§ **Trecho para leitura**:
>>>>>

Os Fulanis detêm altas patentes em vários grupos terroristas. O grupo terrorista maliano, Frente de Libertação de Macina (FLM) foi fundado por um pregador Fulani, tal como o grupo Ansaroul Islam no Burquina Faso. Os Fulanis estão bem representados nas fileiras do Estado Islâmico no Grande Sahara, do Ansar Dine e da Jama’at Nusrat al Islam wal Muslimin (JNIM).
Mas os Fulanis também têm sido desproporcionadamente vítimas da violência no Sahel. Mais de metade dos civis mortos pelo exército ou por milícias étnicas no Mali e no Burquina Faso em 2022 eram Fulani, de acordo com dados recolhidos pelo Projecto de Localização de Conflitos Armados e Dados de Eventos. A violência é alimentada por emissões de rádio e publicações nas redes sociais com conotações racistas que pintam todos os Fulani como terroristas. A região tem assistido a um aumento de grupos étnicos vigilantes, incluindo um na Nigéria que tem cometido assassinatos extrajudiciais de pessoas da etnia Fulani.

<<<<<

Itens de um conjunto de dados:
>>>>>

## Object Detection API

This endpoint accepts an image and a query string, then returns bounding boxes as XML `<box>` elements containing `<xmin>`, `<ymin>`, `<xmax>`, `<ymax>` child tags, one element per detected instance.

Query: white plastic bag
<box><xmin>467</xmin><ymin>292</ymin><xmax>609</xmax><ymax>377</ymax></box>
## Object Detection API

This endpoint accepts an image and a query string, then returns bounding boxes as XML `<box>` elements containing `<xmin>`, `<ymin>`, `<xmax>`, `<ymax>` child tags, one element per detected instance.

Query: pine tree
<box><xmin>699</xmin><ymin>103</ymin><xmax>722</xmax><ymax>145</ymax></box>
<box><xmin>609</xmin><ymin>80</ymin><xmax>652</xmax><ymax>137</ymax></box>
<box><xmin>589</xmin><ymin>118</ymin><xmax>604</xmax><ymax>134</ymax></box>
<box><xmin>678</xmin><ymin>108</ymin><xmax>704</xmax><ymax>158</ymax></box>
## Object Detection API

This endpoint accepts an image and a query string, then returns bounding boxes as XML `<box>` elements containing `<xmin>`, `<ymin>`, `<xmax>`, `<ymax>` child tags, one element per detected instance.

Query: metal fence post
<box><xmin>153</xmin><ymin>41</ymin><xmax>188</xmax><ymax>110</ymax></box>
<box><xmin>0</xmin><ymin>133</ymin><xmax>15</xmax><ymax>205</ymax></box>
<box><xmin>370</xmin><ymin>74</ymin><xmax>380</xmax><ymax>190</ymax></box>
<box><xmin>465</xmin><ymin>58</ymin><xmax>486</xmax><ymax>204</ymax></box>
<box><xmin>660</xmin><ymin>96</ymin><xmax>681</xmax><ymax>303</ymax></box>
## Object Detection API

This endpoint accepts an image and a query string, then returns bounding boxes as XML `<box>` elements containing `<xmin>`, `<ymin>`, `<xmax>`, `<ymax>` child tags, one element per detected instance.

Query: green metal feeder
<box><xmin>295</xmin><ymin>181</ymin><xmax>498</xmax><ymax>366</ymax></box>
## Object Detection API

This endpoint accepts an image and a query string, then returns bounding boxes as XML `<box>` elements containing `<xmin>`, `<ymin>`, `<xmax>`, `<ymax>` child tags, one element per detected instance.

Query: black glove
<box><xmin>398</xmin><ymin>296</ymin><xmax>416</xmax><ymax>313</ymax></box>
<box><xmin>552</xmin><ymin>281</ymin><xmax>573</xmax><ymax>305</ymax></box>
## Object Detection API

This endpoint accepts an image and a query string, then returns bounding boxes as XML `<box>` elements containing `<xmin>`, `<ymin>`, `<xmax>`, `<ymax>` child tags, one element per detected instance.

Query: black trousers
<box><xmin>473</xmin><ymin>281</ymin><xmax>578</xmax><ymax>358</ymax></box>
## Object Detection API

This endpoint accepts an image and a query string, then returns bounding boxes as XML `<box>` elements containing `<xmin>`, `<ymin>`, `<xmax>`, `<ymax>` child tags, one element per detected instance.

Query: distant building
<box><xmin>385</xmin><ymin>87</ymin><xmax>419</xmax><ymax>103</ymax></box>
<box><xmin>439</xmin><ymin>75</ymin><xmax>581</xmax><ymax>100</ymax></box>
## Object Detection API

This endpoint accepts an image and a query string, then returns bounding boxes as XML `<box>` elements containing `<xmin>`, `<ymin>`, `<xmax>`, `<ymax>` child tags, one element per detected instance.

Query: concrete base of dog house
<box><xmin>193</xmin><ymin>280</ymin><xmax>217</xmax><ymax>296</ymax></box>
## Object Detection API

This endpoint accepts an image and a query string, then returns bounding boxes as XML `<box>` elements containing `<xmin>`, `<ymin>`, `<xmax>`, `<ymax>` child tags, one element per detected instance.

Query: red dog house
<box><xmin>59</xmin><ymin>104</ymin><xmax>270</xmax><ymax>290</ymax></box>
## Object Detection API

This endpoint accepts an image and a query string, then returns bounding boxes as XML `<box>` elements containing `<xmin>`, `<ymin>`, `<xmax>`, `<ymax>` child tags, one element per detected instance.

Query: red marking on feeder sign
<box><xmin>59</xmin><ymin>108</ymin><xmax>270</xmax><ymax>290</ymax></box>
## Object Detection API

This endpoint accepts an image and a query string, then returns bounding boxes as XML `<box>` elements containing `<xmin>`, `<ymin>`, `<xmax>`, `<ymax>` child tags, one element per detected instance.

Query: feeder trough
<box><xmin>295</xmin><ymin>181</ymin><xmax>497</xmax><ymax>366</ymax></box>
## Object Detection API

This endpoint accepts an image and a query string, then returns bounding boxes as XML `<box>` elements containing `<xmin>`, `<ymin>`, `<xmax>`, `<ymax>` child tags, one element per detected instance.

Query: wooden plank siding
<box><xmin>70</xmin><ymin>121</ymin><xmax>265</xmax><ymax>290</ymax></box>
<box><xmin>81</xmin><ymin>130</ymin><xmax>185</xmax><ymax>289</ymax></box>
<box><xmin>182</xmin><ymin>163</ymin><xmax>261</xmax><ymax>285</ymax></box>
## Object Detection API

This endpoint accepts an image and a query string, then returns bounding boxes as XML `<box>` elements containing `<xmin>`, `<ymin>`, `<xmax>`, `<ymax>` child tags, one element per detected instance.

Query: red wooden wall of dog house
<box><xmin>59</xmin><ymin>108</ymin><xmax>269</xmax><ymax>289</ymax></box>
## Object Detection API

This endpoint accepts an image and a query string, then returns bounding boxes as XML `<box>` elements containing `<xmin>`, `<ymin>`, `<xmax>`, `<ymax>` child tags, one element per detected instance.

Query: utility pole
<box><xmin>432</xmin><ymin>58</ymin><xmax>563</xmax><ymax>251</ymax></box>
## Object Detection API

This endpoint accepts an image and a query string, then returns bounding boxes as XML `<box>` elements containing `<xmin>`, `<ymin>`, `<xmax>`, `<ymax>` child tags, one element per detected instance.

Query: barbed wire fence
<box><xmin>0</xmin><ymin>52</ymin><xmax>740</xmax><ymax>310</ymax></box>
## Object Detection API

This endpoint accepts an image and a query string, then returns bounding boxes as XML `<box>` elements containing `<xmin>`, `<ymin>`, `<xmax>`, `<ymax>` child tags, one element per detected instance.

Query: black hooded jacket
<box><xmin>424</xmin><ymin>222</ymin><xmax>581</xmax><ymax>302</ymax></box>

<<<<<

§ **Instruções de trabalho**:
**a)** Edite o texto sobre os Fulanis no Sahel, começando nas palavras "Os Fulanis detêm" e terminando depois de "wal Muslimin (JNIM).", e substitua "pregador" por "clérigo".
**b)** Segundo o texto sobre os Fulanis no Sahel, o que alimenta a violência contra esse povo?
**c)** Prossiga o texto sobre os Fulanis no Sahel a partir da última frase apresentada.
As linhas não têm qualquer relação com o texto sobre os Fulanis.

§ **Respostas numeradas**:
**a)**
Os Fulanis detêm altas patentes em vários grupos terroristas. O grupo terrorista maliano, Frente de Libertação de Macina (FLM) foi fundado por um clérigo Fulani, tal como o grupo Ansaroul Islam no Burquina Faso. Os Fulanis estão bem representados nas fileiras do Estado Islâmico no Grande Sahara, do Ansar Dine e da Jama’at Nusrat al Islam wal Muslimin (JNIM).

**b)** A violência é alimentada por emissões de rádio e publicações nas redes sociais com conotações racistas, que pintam todos os Fulani como terroristas.

**c)**
“Quando qualquer grupo de uma comunidade se sente alienado ou sujeito a qualquer forma de discriminação, cria-se um terreno fértil para a agitação social, o extremismo e as reacções violentas,” disse o analista de segurança ganês Adib Saani num fórum sobre a violência relacionada com os Fulanis.
Empurrados Uns Contra os Outros
As raízes do conflito no Sahel são complexas. A competição por recursos escassos, a marginalização e a necessidade de protecção contra ataques são citadas entre as causas que levam os Fulanis a pegar em armas.
“Há camadas e camadas disto tudo. É como uma cebola,” Aneliese Bernard, directora da empresa de consultoria Strategic Stabilization Advisors, disse à ADF. “As mudanças climáticas, o rápido crescimento da população, a urbanização e a seca –– tudo isso amplificou e exacerbou as tensões localizadas que já existiam.”
Nos últimos anos, os pastores e os agricultores têm vindo a aproximar-se uns dos outros, competindo pelas cada vez mais reduzidas áreas de pastagem. O resultado é frequentemente a violência entre os dois grupos. Mais de 15.000 pessoas morreram em conflitos entre agricultores e pastores na África Ocidental e Central entre 2010 e 2020, e o número de mortos está a aumentar.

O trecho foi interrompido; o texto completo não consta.